Return each line of the material below that contains the string "white".

**** Supplied records ****

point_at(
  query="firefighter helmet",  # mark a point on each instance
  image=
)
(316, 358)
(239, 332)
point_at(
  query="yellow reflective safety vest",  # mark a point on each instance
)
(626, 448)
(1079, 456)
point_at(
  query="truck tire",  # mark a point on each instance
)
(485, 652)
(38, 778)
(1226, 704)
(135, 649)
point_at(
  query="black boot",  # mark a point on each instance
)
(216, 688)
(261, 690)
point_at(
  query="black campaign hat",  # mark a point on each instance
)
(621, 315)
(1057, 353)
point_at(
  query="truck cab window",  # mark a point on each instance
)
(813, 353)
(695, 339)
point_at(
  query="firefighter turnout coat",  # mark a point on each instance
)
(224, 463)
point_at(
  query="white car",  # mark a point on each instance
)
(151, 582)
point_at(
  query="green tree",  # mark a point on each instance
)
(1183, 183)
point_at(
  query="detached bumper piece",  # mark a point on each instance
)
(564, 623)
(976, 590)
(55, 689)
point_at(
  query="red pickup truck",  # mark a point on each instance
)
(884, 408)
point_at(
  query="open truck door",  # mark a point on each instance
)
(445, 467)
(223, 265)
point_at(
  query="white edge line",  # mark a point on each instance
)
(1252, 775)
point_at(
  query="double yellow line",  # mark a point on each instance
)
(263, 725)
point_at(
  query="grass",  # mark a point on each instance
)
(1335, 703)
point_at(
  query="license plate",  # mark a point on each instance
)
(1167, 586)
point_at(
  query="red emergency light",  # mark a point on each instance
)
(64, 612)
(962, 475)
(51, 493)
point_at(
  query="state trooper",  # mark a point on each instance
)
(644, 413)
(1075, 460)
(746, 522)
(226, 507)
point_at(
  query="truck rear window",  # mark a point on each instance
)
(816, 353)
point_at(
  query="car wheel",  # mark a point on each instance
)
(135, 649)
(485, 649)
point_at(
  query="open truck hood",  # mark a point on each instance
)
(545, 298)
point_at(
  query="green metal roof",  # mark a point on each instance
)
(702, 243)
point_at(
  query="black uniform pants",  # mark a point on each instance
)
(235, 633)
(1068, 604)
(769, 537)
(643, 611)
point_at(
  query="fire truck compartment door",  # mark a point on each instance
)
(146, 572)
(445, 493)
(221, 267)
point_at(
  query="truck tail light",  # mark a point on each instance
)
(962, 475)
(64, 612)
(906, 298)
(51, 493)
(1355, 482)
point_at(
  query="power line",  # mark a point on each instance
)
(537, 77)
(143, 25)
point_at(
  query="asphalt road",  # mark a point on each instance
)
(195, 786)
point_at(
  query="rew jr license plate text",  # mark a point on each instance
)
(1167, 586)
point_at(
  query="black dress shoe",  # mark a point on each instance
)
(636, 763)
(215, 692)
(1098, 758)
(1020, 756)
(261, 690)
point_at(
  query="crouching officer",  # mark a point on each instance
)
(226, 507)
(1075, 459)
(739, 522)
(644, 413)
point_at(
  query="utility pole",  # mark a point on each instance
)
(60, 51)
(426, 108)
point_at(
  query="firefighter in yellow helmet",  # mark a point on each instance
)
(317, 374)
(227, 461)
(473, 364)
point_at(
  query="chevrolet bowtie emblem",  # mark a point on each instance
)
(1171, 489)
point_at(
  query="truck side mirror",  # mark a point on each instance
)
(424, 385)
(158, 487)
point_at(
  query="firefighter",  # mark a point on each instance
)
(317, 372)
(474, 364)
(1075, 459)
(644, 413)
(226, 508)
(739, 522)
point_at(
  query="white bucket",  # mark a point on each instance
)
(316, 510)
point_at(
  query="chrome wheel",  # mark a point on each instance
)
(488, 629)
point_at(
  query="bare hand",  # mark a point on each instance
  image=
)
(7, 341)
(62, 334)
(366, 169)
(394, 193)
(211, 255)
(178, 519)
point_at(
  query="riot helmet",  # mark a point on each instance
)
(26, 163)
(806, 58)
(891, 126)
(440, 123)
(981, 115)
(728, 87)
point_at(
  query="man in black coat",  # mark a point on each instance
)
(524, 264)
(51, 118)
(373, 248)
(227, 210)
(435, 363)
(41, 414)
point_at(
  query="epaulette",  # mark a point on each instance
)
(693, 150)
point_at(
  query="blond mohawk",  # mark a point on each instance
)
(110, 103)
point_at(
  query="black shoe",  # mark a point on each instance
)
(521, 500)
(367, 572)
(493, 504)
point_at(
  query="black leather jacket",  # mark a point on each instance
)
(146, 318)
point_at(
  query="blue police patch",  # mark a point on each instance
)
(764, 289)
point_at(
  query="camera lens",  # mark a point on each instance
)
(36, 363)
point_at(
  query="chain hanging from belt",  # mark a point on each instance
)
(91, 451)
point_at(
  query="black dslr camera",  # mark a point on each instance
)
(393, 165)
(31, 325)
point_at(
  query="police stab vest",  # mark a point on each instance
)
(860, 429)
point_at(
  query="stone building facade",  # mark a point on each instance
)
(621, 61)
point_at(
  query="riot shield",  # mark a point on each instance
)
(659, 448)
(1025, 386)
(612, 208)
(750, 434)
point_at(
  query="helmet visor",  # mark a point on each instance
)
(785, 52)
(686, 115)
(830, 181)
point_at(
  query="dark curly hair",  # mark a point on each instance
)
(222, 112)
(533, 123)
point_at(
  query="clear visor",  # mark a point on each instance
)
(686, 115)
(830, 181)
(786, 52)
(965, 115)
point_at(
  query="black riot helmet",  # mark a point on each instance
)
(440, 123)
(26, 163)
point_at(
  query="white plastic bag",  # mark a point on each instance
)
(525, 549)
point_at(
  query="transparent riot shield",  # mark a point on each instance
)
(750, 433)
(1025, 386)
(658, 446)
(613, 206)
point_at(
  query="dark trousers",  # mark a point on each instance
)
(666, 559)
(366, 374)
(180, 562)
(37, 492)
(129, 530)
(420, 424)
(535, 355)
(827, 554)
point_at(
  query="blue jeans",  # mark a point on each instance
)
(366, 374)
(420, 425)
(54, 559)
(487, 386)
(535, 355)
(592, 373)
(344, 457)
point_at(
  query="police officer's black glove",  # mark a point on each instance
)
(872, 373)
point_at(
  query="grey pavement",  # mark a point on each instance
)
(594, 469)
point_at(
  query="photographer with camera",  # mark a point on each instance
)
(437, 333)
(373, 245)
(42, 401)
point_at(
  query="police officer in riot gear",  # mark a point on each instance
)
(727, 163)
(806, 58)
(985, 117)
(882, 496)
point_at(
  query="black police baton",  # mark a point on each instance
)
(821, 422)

****

The answer:
  query="white car",  # mark a point on each instance
  query="white edge line",  # mark a point on each instance
  query="white bucket",  # mark a point on each instance
  query="white plastic bag",  # mark a point on each instance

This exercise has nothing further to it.